**Excerpt to read**
****
Mobile Optimizations

  • Reduce max tokens to 800
  • Shorten timeout to 15s
  • Implement progressive loading
  • Use touch-optimized UI

Monitoring

Health Checks

  • Application health endpoint: /health
  • Database connectivity check
  • Cache hit rate monitoring
  • Response time tracking

Logging

  • Use structured logging (structlog)
  • Log levels: DEBUG (dev), INFO (prod)
****
**Collected data**

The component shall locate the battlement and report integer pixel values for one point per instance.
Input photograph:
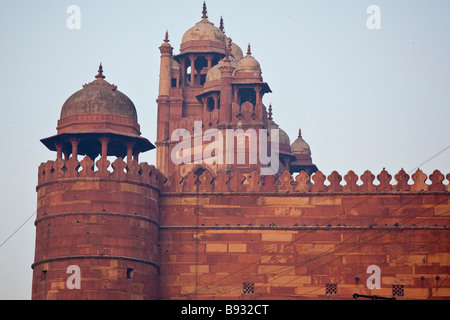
(303, 184)
(51, 171)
****
**Problems and tasks**
**a)** Do these statements agree with the notes on mobile optimization and monitoring above? (i) On mobile, the timeout is shortened to 15s. (ii) On mobile, max tokens are reduced to 1,000. (iii) The INFO log level is used in development. For each, answer yes or no and quote the deciding words.
**b)** Carry on the notes on mobile optimization and monitoring, starting after their last line.

**Answers to the exercise**
**a)**
(i) Yes: "Shorten timeout to 15s"
(ii) No: "Reduce max tokens to 800"
(iii) No: "Log levels: DEBUG (dev), INFO (prod)"

**b)**
  • Monitor error rates
  • Track performance metrics

Troubleshooting

Common Issues

Issue: Out of memory errors

  • Solution: Reduce max_workers, implement request queuing

Issue: Slow responses

  • Solution: Enable aggressive caching, use streaming

Issue: Model loading failures

  • Solution: Use HF Inference API instead of local models

Issue: Session data loss

  • Solution: Implement proper persistence with SQLite backup

Scaling Considerations

For Production

  1. Horizontal Scaling: Deploy multiple instances
  2. Caching Layer: Add Redis for shared session data
  3. Load Balancing: Use HF Spaces built-in load balancer
  4. CDN: Static assets via CDN
  5. Database: Consider PostgreSQL for production

Migration Path

  • Phase 1: MVP on ZeroGPU (current)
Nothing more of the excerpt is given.